### Extract provided
The government on Friday went as far as making an exception in this case and agreed to provide bedaquiline to Priya, even though she is currently being treated in Mumbai under Dr Zarir Udwadia, a consultant chest physician at PD Hinduja Hospital. Her condition has been getting much worse over the past week.
Under the bedaquiline programme, patients being administered the drug have to be monitored weekly, and therefore need to stay in close proximity to the hospital. However, there were many instances of patients being denied treatment even though they had agreed to stay in Delhi during the process. Domicile was essential, the hospital would insist.
The success of this case could well pave the way for rolling out bedaquiline to patients who do not live in in the cities in which centres are located: Delhi, Mumbai, Chennai, Ahmedabad, and Guwahati.

### Instructions
**A)** Swap "weekly" for "daily" in the bedaquiline extract, reproducing it starting with "Under the bedaquiline" and going on through "Ahmedabad, and Guwahati.".
**B)** Write the next part of the bedaquiline extract, picking up after its final sentence.

### Extracted data
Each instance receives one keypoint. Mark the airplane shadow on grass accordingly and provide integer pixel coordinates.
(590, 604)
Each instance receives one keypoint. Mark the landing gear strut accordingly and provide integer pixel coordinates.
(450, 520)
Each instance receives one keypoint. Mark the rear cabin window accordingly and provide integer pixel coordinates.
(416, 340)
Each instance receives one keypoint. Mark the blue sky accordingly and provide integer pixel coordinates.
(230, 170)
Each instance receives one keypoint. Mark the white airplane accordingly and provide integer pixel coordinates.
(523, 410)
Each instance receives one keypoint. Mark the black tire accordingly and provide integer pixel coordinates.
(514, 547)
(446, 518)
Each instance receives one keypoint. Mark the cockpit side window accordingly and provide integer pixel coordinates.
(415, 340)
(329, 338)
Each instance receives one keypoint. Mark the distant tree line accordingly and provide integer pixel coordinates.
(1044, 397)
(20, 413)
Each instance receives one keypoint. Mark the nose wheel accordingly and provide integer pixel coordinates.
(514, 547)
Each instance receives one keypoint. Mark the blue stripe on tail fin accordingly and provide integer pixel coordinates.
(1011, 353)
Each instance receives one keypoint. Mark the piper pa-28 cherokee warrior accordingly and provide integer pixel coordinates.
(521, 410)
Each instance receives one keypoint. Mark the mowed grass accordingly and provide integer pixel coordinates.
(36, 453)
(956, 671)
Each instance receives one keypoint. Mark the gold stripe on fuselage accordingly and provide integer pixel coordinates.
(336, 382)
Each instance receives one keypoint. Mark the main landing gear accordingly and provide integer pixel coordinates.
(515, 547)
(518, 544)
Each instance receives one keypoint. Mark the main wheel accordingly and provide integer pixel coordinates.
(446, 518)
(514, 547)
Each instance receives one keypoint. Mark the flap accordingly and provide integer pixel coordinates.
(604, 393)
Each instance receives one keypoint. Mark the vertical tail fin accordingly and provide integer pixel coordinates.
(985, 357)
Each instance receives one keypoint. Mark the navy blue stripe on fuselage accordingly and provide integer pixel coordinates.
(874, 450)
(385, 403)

### Answers below
**A)**
Under the bedaquiline programme, patients being administered the drug have to be monitored daily, and therefore need to stay in close proximity to the hospital. However, there were many instances of patients being denied treatment even though they had agreed to stay in Delhi during the process. Domicile was essential, the hospital would insist.
The success of this case could well pave the way for rolling out bedaquiline to patients who do not live in in the cities in which centres are located: Delhi, Mumbai, Chennai, Ahmedabad, and Guwahati.

**B)**
Six years of TB
Among those who have been cheered by the announcement is a 27-year-old Sikkim resident who also suffers from extensively drug resistant tuberculosis and was denied treatment on the grounds of domicile. “I am told that there is a possibility of getting bedaquiline for her,” said her elder sister who is taking care of her. “I hope she gets it.”
The 27-year-old, whose identity cannot be disclosed to maintain her confidentiality, has suffered from TB for most of her adult life.
She contracted TB in 2001, when she was 14 years old. She was treated for six months and declared “fully cured”, said her sister in a telephonic conversation.
In 2009, when she was studying a diploma course in Chennai, she contracted TB again and was diagnosed with multi-drug resistant TB. She had to leave her studies mid-way and come back home to Gangtok.
The doctors did not prepare a complete profile of the drugs to which she was resistant, said her sister. “Her report was wrong,” she said. “She was given a drug despite being resistant to it.”
The treatment for multidrug resistant TB failed, and in 2014, she was diagnosed with extremely drug resistant TB, said her sister.
In the middle of this treatment, the woman suffered fits, which her sister feels is possibly due to the toxic drugs, and was given treatment for epilepsy. In 2016, she had failed this treatment, her sister said.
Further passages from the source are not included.